* REQUIRED TASK *
Reproduce the records below, substituting "inventory checker" for every occurrence of "shelf-audit checker" and keeping everything else unchanged. Leave the pictures out of your answer.

* EXERCISE DATA *
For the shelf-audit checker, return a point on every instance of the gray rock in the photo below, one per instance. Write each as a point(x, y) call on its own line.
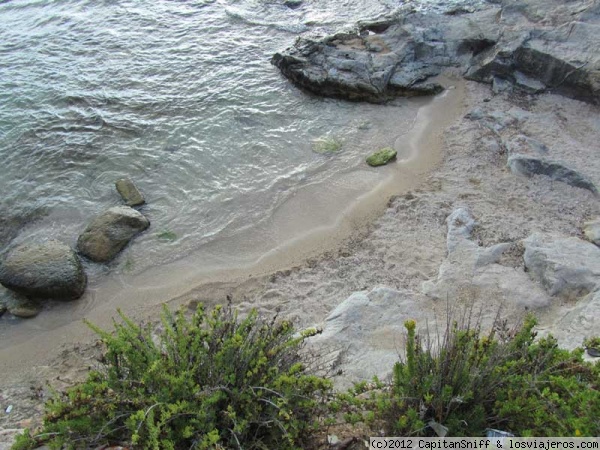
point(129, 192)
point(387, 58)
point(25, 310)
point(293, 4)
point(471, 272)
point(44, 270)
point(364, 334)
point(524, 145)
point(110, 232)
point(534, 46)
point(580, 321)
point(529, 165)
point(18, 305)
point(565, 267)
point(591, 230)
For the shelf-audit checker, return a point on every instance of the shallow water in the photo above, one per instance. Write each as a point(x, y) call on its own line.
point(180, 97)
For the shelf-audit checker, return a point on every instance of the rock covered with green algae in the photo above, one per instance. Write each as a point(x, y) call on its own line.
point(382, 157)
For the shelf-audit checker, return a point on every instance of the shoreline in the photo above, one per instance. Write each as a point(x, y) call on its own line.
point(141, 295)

* SOLUTION TO THIS PROBLEM *
For the inventory checker, return a point on every instance of the gray rock in the photo below, one per instance. Write each as a point(x, y) call on its own line.
point(129, 192)
point(387, 58)
point(25, 310)
point(293, 4)
point(471, 272)
point(44, 270)
point(364, 334)
point(524, 145)
point(110, 232)
point(534, 46)
point(580, 321)
point(529, 165)
point(18, 305)
point(565, 267)
point(591, 230)
For the inventory checker, return a point on every instance of the shallow water in the photo above, one per instance. Write each as a point(x, y) call on its own line.
point(180, 97)
For the inventory checker, return a point on every instance of the rock covered with green algae in the photo above, one per instance. Write each as a point(x, y) call on its own line.
point(382, 157)
For the inventory checker, return a point on every instance of the shoreline in the photo above, one per instance. Write each as a point(x, y) call on its own line.
point(141, 295)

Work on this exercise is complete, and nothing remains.